Charges associated with capacity reduction total $10 million and
include the shutdown of several pieces of equipment. A severance
charge of $3 million includes the elimination of 89 positions.

(f) The Company's Industrial Papers business has implemented a plan to
reduce excess capacity at several of its locations. Certain
equipment at the Kaukauna, De Pere, and Menasha, Wis., plants is
scheduled to be shut down and the Toronto, Canada plant has been
closed. The total amount related to the write-down of these assets
is $7 million. Severance costs related to these shutdowns are $5
million and are based on a personnel reduction of 123 employees.
Other exit costs total $2 million.

The $36 million pre-tax credit consists of $30 million related to a retained
exposure at the Lancey mill in France and $6 million of excess reserves
previously established by Union Camp. The Lancey mill was sold to an employee
group in October of 1997. In April 1999, the Company's remaining exposure to
potential obligations under this sale were resolved, and the reserve was
returned to income in the second quarter.

International Paper continually evaluates its operations for improvement. When
any such plans are finalized the Company may incur costs or charges in future
periods related to the implementation of such plans. We expect to incur charges
in the second half of 1999 for additional severance related to the Union Camp
merger and also to incur other one-time merger costs.

Other

Interest expense decreased from $314 million for the first half of 1998 to $266
million in the 1999 first half. During 1998 about $1.5 billion of preferred
securities of subsidiaries were issued and debt was reduced by approximately
$1.8 billion. The distributions of the preferred securities are included in
minority interest expense. This decrease in debt was the primary reason for the
decline in interest expense from the 1998 first quarter.

Minority interest expense for the 1999 first half increased due to increased
expense related to preferred securities partially offset by lower earnings at
Carter Holt Harvey, which is owned approximately 50.1% by International Paper.

The effective income tax rate for the 1999 first half declined to 17% from 31%
in the 1998 first half primarily due to changes in the mix of estimated annual
earnings. The fourth quarter 1998 rate of 8%, included adjustments to lower the
full year 1998 rate to 22%. The adjustments were a result of the impact of state
tax credits, changes in the geographic mix of overall taxable earnings, and
permanent tax benefits on sales of non-U.S. businesses and non-strategic
timberland assets. The following table presents the components of pre-tax
earnings and losses and the related income tax expense or benefit for each of
the six month periods ended June 30, 1999 and 1998.

--------------------------------------------------

WHAT TO WORK ON:
**1)** List the plant locations that the financial report excerpt names in describing the Industrial Papers business's capacity reduction plan.
**2)** Pick up the financial report excerpt after its final sentence and continue writing it.

--------------------------------------------------

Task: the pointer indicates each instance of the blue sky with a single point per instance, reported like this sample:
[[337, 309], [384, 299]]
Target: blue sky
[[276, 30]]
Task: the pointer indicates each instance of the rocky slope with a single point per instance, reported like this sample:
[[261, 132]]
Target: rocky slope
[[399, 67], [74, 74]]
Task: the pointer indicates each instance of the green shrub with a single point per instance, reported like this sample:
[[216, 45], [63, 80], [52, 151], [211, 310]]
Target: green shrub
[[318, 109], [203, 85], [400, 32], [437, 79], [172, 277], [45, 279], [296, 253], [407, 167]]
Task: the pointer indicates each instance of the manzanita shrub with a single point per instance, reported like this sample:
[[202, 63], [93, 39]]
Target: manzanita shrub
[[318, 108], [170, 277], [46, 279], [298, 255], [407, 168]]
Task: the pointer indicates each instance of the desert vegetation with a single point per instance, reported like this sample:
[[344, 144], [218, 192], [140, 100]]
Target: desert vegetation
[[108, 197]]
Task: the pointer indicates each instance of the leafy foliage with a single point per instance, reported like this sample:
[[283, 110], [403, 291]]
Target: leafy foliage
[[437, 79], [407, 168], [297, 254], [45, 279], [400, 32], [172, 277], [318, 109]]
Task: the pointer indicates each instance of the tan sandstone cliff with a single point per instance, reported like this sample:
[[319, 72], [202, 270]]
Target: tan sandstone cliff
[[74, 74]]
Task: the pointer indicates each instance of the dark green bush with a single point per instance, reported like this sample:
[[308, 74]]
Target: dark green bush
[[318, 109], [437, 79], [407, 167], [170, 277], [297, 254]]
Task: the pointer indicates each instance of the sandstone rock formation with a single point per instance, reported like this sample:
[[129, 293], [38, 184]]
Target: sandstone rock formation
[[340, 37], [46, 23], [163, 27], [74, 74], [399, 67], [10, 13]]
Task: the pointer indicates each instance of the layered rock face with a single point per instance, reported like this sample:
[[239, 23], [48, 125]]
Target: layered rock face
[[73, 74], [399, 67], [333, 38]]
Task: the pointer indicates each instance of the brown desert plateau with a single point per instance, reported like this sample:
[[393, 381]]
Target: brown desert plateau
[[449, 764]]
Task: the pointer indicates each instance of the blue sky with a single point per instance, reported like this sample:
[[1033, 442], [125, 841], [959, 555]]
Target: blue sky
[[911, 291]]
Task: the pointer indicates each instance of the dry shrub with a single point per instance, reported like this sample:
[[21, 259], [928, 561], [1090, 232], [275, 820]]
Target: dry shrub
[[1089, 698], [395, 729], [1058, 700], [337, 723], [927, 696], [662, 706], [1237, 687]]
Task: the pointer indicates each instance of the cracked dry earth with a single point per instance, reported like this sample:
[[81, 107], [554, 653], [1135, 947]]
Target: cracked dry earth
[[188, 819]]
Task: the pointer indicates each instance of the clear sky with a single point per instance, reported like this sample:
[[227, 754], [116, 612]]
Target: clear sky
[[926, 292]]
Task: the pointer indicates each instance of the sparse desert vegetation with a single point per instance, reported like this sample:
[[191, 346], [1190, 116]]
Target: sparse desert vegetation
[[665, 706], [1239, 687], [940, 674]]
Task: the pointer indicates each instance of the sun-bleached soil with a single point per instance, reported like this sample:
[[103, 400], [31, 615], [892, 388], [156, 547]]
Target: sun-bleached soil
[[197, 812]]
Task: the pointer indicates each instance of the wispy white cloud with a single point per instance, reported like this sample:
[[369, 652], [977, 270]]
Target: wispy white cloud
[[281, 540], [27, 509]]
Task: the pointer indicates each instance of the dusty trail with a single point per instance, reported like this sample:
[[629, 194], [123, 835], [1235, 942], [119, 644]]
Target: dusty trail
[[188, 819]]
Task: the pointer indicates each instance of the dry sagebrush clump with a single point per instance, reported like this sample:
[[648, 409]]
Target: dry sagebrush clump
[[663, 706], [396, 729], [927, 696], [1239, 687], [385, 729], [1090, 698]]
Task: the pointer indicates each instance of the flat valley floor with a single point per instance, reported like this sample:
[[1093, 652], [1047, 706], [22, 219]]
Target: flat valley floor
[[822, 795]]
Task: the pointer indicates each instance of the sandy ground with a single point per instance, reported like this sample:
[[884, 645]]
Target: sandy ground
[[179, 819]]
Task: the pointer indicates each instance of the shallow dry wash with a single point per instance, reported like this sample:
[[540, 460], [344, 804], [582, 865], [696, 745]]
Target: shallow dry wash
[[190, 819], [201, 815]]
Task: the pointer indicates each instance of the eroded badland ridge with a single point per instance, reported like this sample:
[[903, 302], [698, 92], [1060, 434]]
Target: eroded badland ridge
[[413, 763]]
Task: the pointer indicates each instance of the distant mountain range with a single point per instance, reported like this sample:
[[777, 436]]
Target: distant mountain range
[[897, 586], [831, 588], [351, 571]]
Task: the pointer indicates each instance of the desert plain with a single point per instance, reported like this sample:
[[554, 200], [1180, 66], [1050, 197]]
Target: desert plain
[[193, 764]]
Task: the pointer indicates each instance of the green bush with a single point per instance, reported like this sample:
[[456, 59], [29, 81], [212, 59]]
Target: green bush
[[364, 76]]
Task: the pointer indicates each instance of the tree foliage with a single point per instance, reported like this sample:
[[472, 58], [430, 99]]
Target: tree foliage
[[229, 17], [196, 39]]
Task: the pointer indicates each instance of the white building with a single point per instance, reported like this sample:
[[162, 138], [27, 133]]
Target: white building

--------------------------------------------------

EXPECTED OUTPUTS:
**1)** Kaukauna, Wis.; De Pere, Wis.; Menasha, Wis.; Toronto, Canada

**2)**
21
<TABLE>
<CAPTION>
1999 1998
-------------------------------------- --------------------------------------
Pre-Tax Tax Pre-Tax Tax
Earnings Expense Effective Earnings Expense Effective
(Loss) (Benefit) Tax Rate (Loss) (Benefit) Tax Rate
---------- ---------- ---------- ---------- ---------- ----------
<S> <C> <C> <C> <C> <C> <C>
Before special and extraordinary
items $ 313 $ 94 30% $ 362 $ 114 31%
Union Camp merger-related
termination benefits (98) (31) 32%
One-time merger expenses (59) (10) 17%
Restructuring and other charges (113) (44) 39%
Reversals of reserves no longer
required 36 9 25%
Loss on extinguishment of debt (21) (8) 38%
Write-off of in-process research
and development costs acquired
by an investee company (6) (2) 33%
---------- ---------- ---------- ----------
After special and extraordinary
items $ 58 $ 10 17% $ 356 $ 112 31%
========== ========== ========== ==========
</TABLE>

Year 2000 Readiness

The Year 2000 problem concerns the inability of systems to properly recognize
and process date-sensitive information beyond January 1, 2000.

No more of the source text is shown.